Your task is to copy every line of the records below that contains "cane".

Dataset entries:
────────

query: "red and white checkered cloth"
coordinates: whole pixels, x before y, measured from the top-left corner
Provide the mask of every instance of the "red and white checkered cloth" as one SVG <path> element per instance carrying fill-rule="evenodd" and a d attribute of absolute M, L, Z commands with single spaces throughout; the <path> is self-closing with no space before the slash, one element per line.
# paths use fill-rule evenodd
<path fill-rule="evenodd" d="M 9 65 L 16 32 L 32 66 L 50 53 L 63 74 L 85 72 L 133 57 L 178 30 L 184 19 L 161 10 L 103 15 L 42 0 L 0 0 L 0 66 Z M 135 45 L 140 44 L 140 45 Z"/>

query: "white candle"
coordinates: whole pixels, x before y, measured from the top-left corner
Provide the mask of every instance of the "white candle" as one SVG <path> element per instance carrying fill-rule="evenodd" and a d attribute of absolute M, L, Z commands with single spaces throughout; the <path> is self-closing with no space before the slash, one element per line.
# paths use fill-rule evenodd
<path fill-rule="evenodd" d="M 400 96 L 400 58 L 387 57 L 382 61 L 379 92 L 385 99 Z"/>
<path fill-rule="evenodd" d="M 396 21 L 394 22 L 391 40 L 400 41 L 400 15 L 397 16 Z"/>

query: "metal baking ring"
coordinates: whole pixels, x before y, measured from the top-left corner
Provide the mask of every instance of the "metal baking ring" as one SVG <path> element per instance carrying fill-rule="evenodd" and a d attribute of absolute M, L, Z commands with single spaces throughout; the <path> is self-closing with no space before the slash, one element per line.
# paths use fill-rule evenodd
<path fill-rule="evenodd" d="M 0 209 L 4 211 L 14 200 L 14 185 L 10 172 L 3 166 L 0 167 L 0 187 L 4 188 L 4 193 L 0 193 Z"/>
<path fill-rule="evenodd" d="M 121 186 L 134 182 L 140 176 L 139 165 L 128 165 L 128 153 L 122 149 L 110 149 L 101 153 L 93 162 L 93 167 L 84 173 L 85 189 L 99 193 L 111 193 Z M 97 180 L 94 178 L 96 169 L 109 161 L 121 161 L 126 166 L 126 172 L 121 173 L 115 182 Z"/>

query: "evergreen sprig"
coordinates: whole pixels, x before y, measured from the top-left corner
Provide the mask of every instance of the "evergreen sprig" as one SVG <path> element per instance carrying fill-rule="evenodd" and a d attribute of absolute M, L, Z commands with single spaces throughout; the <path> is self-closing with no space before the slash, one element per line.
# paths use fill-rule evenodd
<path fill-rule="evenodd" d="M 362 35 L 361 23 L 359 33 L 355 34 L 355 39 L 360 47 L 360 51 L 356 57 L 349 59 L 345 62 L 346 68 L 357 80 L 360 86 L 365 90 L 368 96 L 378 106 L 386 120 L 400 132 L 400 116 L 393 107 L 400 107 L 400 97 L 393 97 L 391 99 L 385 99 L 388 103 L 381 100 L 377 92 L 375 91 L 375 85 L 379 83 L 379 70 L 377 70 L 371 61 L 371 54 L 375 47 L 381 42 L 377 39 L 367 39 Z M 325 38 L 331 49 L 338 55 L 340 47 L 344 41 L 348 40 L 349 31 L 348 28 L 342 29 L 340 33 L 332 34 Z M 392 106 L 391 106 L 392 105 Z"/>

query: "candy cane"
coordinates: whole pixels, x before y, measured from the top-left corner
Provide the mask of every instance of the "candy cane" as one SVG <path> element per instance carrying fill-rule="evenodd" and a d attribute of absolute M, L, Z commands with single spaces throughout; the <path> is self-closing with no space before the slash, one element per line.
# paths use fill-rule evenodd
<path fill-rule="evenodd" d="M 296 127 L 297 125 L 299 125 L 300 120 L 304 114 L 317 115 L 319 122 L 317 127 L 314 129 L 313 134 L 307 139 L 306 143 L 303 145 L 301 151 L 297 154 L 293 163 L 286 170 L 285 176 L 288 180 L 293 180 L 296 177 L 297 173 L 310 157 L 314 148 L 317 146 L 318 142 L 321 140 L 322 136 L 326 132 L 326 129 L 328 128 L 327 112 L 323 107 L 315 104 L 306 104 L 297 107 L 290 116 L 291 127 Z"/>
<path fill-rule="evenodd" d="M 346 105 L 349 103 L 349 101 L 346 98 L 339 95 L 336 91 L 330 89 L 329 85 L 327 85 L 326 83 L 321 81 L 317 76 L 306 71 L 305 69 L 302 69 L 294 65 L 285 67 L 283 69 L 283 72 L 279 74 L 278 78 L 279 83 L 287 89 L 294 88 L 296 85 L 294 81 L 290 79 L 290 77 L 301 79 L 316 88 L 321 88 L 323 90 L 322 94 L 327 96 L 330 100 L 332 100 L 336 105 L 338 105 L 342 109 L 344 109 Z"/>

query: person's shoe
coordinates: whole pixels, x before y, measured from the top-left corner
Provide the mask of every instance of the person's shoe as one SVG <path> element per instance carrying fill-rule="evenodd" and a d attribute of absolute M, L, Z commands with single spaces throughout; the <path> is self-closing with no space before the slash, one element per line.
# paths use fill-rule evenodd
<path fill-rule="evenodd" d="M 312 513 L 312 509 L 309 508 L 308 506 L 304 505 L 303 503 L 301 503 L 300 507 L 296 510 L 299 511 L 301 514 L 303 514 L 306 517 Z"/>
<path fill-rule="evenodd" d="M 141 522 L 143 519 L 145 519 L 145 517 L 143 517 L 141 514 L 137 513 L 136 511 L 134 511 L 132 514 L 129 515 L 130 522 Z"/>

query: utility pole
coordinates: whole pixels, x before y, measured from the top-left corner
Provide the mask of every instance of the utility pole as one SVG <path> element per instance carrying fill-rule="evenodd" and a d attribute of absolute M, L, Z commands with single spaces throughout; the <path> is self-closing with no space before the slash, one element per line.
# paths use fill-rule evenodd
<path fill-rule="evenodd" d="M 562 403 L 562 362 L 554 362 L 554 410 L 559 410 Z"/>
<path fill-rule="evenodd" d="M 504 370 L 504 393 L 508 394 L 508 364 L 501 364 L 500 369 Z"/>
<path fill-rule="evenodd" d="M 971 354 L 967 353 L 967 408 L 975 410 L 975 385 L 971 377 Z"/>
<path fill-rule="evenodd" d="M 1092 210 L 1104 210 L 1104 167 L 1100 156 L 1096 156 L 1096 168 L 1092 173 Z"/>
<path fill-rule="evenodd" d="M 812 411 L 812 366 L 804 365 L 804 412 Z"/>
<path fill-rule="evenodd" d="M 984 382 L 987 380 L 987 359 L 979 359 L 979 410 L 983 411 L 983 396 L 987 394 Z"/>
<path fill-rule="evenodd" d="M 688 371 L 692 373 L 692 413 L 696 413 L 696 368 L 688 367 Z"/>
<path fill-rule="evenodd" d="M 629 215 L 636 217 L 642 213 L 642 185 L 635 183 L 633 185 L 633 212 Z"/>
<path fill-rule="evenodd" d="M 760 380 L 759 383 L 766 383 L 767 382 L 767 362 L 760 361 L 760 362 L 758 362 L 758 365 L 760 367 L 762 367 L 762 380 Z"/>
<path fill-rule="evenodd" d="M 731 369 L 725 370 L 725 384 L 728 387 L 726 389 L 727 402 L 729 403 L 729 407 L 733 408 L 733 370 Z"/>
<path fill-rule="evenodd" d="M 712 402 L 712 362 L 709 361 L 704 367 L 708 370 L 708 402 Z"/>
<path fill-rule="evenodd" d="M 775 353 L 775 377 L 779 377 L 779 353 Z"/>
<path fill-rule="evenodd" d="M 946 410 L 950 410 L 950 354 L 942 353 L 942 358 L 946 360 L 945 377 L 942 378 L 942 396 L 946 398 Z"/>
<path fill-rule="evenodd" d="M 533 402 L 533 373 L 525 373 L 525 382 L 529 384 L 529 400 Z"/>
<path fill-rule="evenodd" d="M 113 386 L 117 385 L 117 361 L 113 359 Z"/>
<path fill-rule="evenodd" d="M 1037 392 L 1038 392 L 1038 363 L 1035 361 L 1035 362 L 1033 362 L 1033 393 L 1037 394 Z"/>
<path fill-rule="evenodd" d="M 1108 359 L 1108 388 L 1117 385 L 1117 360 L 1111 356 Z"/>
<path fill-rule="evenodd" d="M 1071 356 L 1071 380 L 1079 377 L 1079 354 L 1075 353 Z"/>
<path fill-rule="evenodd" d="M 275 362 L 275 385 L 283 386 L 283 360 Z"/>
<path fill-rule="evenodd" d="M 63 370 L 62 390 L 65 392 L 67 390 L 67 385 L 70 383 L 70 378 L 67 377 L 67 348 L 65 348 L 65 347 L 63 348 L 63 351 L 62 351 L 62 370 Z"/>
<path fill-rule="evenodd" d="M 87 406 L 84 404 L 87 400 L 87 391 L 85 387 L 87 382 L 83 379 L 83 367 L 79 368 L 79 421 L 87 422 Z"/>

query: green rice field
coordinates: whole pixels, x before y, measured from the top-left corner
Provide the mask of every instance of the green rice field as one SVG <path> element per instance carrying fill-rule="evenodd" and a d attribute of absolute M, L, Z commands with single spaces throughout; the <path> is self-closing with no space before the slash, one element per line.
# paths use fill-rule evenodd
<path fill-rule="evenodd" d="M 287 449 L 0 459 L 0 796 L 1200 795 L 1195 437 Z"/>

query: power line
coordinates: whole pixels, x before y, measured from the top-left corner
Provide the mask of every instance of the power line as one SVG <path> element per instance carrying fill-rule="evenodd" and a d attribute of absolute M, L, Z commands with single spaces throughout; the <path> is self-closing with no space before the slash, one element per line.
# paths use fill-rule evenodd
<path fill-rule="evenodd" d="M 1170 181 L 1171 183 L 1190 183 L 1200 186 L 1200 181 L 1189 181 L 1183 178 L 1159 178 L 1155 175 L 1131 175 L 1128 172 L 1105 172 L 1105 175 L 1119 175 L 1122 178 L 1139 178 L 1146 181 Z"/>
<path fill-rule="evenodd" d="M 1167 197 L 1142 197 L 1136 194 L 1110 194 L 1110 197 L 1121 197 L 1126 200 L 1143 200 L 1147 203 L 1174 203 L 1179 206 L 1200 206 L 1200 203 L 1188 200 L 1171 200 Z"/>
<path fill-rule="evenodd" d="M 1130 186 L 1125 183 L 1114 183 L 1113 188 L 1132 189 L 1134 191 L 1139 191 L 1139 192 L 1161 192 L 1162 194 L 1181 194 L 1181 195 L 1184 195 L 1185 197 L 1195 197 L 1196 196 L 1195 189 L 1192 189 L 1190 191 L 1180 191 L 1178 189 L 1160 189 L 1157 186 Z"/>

────────

Solution to this task:
query: "candy cane"
Provide the mask of every instance of the "candy cane" as one SVG <path> element per instance carrying fill-rule="evenodd" and a d attribute of absolute M, L, Z commands with single spaces throughout; the <path> is self-closing with no space before the slash, one element per line.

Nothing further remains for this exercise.